Top Contributors - Ewa Jaraczewska, Jess Bell and Kim Jackson  

Introduction[edit | edit source]

Cerebral visual impairment (CVI) occurs in children with cerebral palsy (CP) or developmental delay. [1] Children with CVI have been frequently diagnosed with cerebral palsy. Despite the importance of early diagnosis, there is no standardised assessment tool to diagnose CVI and one referral criteria guideline. [1] The challenge in early diagnosis comprises a wide range of visual dysfunctions present in CVIs. They include central and peripheral vision dysfunction, dysfunctions in movement perception, gaze control, visual guidance of movement, visual attention, attentional orientation in space, visual analysis and recognition, visual memory and spatial cognition, which can affect a child's learning and social interactions. [2]This article presents an overview of CVI and its relationship with cerebral palsy.

**ENTRIES PROVIDED:**
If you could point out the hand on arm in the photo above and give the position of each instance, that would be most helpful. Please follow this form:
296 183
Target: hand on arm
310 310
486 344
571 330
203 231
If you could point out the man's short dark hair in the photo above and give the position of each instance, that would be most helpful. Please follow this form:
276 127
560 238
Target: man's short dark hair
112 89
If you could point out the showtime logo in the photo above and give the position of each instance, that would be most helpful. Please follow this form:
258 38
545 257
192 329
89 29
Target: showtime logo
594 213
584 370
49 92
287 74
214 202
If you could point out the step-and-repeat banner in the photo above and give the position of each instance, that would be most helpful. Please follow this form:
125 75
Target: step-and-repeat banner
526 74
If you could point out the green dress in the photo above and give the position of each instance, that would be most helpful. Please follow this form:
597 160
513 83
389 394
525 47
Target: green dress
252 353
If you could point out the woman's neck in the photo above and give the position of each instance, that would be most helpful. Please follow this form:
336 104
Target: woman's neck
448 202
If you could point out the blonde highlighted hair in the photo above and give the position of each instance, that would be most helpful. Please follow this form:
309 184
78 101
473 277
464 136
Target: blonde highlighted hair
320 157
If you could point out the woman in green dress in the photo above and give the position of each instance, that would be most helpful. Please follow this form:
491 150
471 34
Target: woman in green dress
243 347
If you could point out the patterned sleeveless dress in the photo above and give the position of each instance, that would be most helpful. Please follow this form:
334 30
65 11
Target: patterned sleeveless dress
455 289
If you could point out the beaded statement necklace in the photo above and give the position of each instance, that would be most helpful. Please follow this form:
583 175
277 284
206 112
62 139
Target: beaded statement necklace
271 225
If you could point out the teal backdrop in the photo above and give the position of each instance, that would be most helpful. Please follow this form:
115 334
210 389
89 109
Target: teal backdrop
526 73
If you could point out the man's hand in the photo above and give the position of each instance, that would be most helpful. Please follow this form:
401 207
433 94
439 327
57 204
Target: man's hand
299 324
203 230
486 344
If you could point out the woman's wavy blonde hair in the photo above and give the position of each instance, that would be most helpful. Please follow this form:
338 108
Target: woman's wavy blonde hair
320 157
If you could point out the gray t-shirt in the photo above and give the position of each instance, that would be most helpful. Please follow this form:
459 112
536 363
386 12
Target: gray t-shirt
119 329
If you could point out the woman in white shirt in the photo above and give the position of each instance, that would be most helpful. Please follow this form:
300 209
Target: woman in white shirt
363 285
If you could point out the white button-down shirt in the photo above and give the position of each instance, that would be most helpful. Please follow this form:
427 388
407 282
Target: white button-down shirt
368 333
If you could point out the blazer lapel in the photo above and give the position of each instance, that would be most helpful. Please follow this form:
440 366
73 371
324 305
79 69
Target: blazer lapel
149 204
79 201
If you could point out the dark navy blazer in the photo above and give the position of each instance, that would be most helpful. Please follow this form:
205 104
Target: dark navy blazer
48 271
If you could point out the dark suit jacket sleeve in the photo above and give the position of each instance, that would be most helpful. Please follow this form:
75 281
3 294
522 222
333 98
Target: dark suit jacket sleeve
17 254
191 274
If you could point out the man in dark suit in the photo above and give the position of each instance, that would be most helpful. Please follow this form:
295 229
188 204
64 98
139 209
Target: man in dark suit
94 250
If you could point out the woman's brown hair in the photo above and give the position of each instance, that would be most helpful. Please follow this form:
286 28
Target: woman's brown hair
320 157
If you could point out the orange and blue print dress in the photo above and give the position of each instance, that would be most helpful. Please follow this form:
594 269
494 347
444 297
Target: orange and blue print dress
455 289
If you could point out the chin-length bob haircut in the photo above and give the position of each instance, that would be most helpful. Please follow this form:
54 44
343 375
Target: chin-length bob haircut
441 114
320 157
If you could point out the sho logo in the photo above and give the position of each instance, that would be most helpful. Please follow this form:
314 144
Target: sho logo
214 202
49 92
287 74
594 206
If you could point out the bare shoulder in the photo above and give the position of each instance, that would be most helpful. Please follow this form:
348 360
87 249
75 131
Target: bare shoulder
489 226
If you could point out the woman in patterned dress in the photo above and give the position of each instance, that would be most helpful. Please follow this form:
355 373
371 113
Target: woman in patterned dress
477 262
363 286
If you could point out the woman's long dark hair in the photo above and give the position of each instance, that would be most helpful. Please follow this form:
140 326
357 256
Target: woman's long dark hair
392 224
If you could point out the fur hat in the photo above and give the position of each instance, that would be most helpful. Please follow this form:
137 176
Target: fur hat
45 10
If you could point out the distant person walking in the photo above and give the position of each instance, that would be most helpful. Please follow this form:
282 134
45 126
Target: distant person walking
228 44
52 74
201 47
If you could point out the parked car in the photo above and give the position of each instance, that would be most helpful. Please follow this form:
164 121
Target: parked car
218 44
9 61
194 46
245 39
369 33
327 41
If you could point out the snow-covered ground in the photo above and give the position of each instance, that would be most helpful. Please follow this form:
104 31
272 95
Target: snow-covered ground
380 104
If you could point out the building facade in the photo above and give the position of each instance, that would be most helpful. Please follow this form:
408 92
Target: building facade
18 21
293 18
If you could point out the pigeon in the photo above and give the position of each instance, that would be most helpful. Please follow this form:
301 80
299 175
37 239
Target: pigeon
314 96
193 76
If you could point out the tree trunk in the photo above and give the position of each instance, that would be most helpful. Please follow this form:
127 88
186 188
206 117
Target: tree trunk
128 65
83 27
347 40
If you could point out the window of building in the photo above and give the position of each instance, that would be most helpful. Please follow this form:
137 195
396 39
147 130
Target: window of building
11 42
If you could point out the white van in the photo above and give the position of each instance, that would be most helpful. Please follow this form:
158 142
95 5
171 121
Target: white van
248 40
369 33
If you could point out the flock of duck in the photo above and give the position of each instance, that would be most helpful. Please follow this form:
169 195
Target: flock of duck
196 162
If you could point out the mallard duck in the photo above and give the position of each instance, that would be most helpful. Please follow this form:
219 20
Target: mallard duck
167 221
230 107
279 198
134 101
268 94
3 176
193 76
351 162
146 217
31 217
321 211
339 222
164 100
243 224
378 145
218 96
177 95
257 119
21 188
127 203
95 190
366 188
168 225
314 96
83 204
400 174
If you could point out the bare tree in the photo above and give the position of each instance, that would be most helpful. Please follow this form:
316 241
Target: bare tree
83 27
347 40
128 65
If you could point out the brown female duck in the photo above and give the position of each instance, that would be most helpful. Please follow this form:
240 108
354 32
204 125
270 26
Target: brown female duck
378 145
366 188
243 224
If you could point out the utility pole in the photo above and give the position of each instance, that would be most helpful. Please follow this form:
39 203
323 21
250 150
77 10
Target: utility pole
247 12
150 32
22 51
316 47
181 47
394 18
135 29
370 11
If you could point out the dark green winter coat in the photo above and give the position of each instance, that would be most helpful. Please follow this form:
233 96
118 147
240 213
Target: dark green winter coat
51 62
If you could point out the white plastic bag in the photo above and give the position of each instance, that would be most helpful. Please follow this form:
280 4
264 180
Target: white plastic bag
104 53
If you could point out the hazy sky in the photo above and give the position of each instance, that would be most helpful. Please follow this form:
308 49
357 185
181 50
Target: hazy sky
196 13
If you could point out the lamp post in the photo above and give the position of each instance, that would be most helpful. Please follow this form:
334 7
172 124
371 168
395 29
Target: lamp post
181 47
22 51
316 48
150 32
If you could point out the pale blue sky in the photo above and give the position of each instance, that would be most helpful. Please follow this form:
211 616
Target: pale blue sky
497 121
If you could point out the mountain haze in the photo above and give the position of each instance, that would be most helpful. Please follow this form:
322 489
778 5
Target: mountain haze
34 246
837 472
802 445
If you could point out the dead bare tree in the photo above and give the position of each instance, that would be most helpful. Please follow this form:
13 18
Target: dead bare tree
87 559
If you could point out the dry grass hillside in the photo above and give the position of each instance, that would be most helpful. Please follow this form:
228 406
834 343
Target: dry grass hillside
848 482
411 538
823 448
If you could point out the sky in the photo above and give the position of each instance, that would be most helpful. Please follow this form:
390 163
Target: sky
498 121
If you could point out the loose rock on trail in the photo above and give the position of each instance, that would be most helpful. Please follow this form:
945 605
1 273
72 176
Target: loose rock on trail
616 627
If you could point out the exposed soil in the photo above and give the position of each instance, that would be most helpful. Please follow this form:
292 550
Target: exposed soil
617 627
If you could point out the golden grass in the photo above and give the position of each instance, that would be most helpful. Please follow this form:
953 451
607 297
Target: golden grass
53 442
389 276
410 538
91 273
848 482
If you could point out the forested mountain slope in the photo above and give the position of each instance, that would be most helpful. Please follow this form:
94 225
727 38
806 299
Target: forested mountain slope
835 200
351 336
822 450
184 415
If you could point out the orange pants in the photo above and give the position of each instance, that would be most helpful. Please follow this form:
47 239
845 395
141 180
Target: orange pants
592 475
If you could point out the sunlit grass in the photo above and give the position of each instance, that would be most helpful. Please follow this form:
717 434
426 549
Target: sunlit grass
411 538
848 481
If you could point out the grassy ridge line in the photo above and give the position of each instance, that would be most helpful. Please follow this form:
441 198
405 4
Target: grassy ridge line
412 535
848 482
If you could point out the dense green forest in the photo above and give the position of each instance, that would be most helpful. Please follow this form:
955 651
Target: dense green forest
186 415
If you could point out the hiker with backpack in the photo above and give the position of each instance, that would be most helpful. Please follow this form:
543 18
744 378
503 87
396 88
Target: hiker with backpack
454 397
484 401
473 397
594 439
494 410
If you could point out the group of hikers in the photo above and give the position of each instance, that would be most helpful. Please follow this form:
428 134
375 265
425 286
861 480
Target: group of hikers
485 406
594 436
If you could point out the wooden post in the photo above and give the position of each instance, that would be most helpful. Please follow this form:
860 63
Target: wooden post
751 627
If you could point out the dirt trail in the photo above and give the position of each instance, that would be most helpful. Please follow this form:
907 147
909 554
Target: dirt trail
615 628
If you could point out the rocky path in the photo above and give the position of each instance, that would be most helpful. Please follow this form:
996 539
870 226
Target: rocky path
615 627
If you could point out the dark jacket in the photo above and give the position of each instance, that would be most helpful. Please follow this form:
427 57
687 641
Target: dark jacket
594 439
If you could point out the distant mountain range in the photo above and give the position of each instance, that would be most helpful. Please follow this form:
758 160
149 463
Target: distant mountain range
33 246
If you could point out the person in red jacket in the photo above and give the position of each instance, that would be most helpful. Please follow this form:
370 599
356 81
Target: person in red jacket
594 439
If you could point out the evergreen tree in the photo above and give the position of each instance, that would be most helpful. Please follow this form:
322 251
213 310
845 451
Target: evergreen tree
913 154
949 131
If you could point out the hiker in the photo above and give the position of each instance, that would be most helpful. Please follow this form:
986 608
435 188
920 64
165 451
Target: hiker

**EXERCISE INSTRUCTIONS:**
Could you reproduce the entire passage above on cerebral visual impairment and cerebral palsy, word for word?

**YOUR SOLUTION:**
Top Contributors - Ewa Jaraczewska, Jess Bell and Kim Jackson  

Introduction[edit | edit source]

Cerebral visual impairment (CVI) occurs in children with cerebral palsy (CP) or developmental delay. [1] Children with CVI have been frequently diagnosed with cerebral palsy. Despite the importance of early diagnosis, there is no standardised assessment tool to diagnose CVI and one referral criteria guideline. [1] The challenge in early diagnosis comprises a wide range of visual dysfunctions present in CVIs. They include central and peripheral vision dysfunction, dysfunctions in movement perception, gaze control, visual guidance of movement, visual attention, attentional orientation in space, visual analysis and recognition, visual memory and spatial cognition, which can affect a child's learning and social interactions. [2]This article presents an overview of CVI and its relationship with cerebral palsy.